PAGE EXTRACT.
** Begin **

- Khazanov in 1995
- Born: Aleksandr Leonidovich Khazanov May 4, 1979 Leningrad, Russian SFSR, USSR
- Disappeared: June 10, 2001 (aged 22) Ocean Parkway, Brooklyn, New York, United States
- Status: Missing for 25 years and 9 days
- Education: Penn State University
- Father: Leonid Khazanov

= Aleksandr Khazanov =

Missing Russian-American mathematician

Aleksandr Leonidovich Khazanov (May 4, 1979 – disappeared June 10, 2001) is a Russian American mathematician. A child prodigy, he wrote a perfect paper at the International Mathematical Olympiad 1994, one of the youngest ever to do so. Khazanov was reported missing in June 2001. He suffered from depression or bipolar disorder at the time of his disappearance.

==Biography==
Born to Anna and Leonid Khazanov, a math professor, Aleksandr had attended a special school for math students several years older in Leningrad, Soviet Union (now Saint Petersburg, Russia), before his family fled antisemitic threats and moved to Brooklyn, New York, United States as refugees in 1992. He attended Stuyvesant High School and showed his exceptional talent in mathematics. In the summer of 1994, he passed qualifying exams for Penn State University's doctoral program in math, and he was the youngest member on the United States team for the International Mathematical Olympiad of which all six members received perfect scores. In the following year, he was named a finalist and eventually placed 7th at the 54th Westinghouse Science Talent Search for a paper dealing with a variant of Fermat's Last Theorem, mentored by Leonid Vaserstein, a math professor at Penn State University, and also from Russia. He represented the United States for the second time in the 1995 International Mathematical Olympiad, and he entered the PhD math program at Penn State University right after high school in fall 1995.

** End **

EXERCISE A.
Extract from the Aleksandr Khazanov biography, word for word, the part that opens with the words containing "Missing Russian-American mathematician" and closes with "of his disappearance.".

DATASET ROWS.
** Begin **

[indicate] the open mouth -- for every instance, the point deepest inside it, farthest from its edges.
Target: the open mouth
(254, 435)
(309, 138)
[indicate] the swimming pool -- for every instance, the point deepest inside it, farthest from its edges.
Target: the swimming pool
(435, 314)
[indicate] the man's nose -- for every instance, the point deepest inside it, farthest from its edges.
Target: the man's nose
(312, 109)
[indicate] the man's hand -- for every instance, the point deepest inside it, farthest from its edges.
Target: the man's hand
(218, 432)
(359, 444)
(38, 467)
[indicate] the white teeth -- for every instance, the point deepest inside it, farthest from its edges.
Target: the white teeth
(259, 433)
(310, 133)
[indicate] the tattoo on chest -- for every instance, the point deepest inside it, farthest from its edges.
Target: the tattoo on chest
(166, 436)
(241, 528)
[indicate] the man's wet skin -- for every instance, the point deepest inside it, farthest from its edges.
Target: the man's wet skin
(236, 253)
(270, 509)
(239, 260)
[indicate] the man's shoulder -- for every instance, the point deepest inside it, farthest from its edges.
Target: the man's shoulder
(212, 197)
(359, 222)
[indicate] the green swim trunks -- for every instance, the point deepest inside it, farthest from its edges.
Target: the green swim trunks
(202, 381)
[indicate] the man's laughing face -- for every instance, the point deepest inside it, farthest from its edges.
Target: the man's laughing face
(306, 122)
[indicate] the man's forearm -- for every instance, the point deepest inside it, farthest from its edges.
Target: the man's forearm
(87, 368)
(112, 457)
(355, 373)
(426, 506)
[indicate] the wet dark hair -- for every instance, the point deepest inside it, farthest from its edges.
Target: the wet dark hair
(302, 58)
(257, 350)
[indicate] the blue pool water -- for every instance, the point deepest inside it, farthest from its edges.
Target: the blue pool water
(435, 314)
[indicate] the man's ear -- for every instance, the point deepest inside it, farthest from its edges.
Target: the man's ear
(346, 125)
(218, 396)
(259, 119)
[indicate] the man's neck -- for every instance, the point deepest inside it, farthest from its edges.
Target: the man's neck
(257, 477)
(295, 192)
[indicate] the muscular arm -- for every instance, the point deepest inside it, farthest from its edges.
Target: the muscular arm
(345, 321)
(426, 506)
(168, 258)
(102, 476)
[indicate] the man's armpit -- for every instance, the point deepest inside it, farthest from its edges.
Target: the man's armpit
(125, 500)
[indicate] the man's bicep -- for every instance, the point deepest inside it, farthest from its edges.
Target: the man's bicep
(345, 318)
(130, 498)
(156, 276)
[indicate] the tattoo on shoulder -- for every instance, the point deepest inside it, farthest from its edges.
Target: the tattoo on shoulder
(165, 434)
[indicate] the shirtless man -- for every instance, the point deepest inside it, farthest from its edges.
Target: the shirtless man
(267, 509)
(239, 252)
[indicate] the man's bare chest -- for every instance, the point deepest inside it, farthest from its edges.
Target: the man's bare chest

** End **

EXERCISE B.
Copy the part of the records that opens with the line containing "[indicate] the tattoo on shoulder" and runs through the end of the records, keeping both ends and changing nothing.

FINAL RESULT A.
Missing Russian-American mathematician

Aleksandr Leonidovich Khazanov (May 4, 1979 – disappeared June 10, 2001) is a Russian American mathematician. A child prodigy, he wrote a perfect paper at the International Mathematical Olympiad 1994, one of the youngest ever to do so. Khazanov was reported missing in June 2001. He suffered from depression or bipolar disorder at the time of his disappearance.

FINAL RESULT B.
[indicate] the tattoo on shoulder -- for every instance, the point deepest inside it, farthest from its edges.
Target: the tattoo on shoulder
(165, 434)
[indicate] the shirtless man -- for every instance, the point deepest inside it, farthest from its edges.
Target: the shirtless man
(267, 509)
(239, 252)
[indicate] the man's bare chest -- for every instance, the point deepest inside it, farthest from its edges.
Target: the man's bare chest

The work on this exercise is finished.